» Objective
Format the items below as a two-column CSV with the header row instruction,box, giving one row per item: the item's text under instruction and its answer under box. Put each field in double quotes and replace any line breaks with spaces.

Data taken from a collection:
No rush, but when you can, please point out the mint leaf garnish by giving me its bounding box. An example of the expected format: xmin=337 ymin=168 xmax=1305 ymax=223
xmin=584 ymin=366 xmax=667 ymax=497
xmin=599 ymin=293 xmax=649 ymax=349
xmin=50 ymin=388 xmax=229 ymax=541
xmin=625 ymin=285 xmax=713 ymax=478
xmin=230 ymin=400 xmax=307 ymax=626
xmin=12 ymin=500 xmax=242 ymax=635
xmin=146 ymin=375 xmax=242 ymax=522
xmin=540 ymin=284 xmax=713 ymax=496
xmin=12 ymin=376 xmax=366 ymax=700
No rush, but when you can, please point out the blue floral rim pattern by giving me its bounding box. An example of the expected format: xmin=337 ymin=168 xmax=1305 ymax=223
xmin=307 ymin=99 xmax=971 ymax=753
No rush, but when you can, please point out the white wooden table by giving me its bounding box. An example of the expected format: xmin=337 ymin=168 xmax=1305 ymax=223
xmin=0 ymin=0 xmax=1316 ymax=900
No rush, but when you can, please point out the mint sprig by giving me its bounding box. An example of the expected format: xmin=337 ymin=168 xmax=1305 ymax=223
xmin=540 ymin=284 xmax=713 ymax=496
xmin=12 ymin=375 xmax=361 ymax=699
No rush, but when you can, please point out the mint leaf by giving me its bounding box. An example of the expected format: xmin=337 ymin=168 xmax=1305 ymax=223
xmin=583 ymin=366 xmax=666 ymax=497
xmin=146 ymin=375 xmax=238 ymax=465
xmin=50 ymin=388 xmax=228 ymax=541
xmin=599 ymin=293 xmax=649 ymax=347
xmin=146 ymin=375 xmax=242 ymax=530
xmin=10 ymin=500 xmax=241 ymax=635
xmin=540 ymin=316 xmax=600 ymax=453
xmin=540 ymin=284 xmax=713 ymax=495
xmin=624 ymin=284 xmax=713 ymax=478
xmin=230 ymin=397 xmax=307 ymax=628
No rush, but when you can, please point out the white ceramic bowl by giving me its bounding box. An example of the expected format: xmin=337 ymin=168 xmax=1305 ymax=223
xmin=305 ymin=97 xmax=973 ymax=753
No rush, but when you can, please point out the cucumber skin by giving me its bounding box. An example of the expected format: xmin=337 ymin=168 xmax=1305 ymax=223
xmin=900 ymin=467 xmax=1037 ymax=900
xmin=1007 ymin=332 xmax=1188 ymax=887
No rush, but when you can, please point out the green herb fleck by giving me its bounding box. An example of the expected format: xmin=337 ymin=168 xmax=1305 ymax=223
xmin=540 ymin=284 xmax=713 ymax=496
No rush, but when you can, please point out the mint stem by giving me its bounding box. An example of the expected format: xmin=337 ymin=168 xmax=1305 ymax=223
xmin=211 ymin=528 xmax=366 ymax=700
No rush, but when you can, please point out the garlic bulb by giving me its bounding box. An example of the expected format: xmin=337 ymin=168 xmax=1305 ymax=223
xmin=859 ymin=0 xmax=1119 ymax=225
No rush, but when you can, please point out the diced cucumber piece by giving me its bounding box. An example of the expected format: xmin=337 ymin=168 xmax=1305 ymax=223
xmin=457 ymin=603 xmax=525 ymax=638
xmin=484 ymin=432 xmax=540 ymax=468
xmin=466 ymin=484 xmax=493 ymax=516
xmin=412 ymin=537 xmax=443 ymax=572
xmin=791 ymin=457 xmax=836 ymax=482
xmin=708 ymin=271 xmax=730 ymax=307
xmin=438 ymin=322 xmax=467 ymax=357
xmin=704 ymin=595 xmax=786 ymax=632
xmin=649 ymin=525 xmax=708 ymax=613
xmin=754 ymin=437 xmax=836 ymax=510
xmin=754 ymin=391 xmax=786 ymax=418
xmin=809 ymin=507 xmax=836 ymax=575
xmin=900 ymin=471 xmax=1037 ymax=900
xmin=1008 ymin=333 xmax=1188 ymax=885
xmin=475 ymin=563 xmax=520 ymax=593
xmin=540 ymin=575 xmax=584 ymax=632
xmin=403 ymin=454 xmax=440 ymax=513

» Result of this exercise
instruction,box
"No rush, but when you can, please point out the mint leaf garnish by giving me its bounding box. An example of the expected format: xmin=337 ymin=168 xmax=1305 ymax=223","xmin=584 ymin=366 xmax=667 ymax=497 xmin=599 ymin=293 xmax=649 ymax=349 xmin=50 ymin=388 xmax=229 ymax=541 xmin=625 ymin=285 xmax=713 ymax=478 xmin=230 ymin=400 xmax=307 ymax=626 xmin=12 ymin=500 xmax=242 ymax=635 xmin=146 ymin=375 xmax=242 ymax=522 xmin=540 ymin=284 xmax=713 ymax=496 xmin=12 ymin=376 xmax=366 ymax=700"
"No rush, but when you can, please point out the blue floral rim pattern by giving me its bounding box. An example of the expected format: xmin=337 ymin=168 xmax=1305 ymax=223","xmin=307 ymin=99 xmax=971 ymax=753"
"No rush, but when you can, please point out the white wooden table by giving me its bounding box. An example of the expected format: xmin=337 ymin=168 xmax=1305 ymax=223","xmin=0 ymin=0 xmax=1316 ymax=900"
"No rush, but when you can, please point out the mint sprig by giving me its bounding box. An example of the expected format: xmin=337 ymin=168 xmax=1305 ymax=223","xmin=540 ymin=284 xmax=713 ymax=496 xmin=12 ymin=375 xmax=361 ymax=699"
"No rush, but when you can, please point out the mint leaf by giving me its bounding box. An example of the expected format: xmin=337 ymin=168 xmax=1305 ymax=223","xmin=583 ymin=366 xmax=666 ymax=497 xmin=146 ymin=375 xmax=238 ymax=465 xmin=50 ymin=388 xmax=228 ymax=541 xmin=599 ymin=293 xmax=649 ymax=347 xmin=146 ymin=375 xmax=242 ymax=530 xmin=10 ymin=500 xmax=241 ymax=635 xmin=540 ymin=316 xmax=600 ymax=453 xmin=540 ymin=284 xmax=713 ymax=495 xmin=624 ymin=284 xmax=713 ymax=478 xmin=230 ymin=397 xmax=307 ymax=628"
"No rush, but when you can, please point out the white ceramic bowl by giving me its bounding box. An example of the expected format: xmin=337 ymin=168 xmax=1305 ymax=223","xmin=305 ymin=97 xmax=973 ymax=753"
"No rush, but when you can, please point out the cucumber skin by giving me its bounding box. An example of the expected format: xmin=337 ymin=168 xmax=1305 ymax=223","xmin=900 ymin=467 xmax=1037 ymax=900 xmin=1007 ymin=332 xmax=1188 ymax=887"
"No rush, but when you can, please point out the green herb fleck by giving me its bounding box. An example of the expected format: xmin=337 ymin=168 xmax=1305 ymax=223","xmin=540 ymin=284 xmax=713 ymax=496"
"No rush, but when you can, please point out the mint stem by giving me its bounding box. An example of the expected format: xmin=337 ymin=168 xmax=1305 ymax=223","xmin=211 ymin=528 xmax=366 ymax=700"
"No rush, but when you can, please point out the garlic bulb by giving me its bounding box. An example of the expected format: xmin=337 ymin=168 xmax=1305 ymax=223","xmin=859 ymin=0 xmax=1119 ymax=225"
"No rush, but when you can, please point out the diced cucumber piece by giving me its bounding box. An example of the expected format: xmin=337 ymin=168 xmax=1305 ymax=223","xmin=457 ymin=603 xmax=525 ymax=638 xmin=484 ymin=432 xmax=540 ymax=468 xmin=466 ymin=484 xmax=493 ymax=516 xmin=412 ymin=537 xmax=443 ymax=572 xmin=791 ymin=457 xmax=836 ymax=482 xmin=708 ymin=271 xmax=730 ymax=307 xmin=438 ymin=322 xmax=467 ymax=357 xmin=704 ymin=595 xmax=786 ymax=632 xmin=649 ymin=525 xmax=708 ymax=613 xmin=754 ymin=437 xmax=836 ymax=510 xmin=754 ymin=391 xmax=786 ymax=418 xmin=809 ymin=507 xmax=836 ymax=575 xmin=900 ymin=471 xmax=1037 ymax=900 xmin=1008 ymin=333 xmax=1188 ymax=885 xmin=475 ymin=563 xmax=520 ymax=593 xmin=540 ymin=575 xmax=584 ymax=632 xmin=403 ymin=454 xmax=440 ymax=513"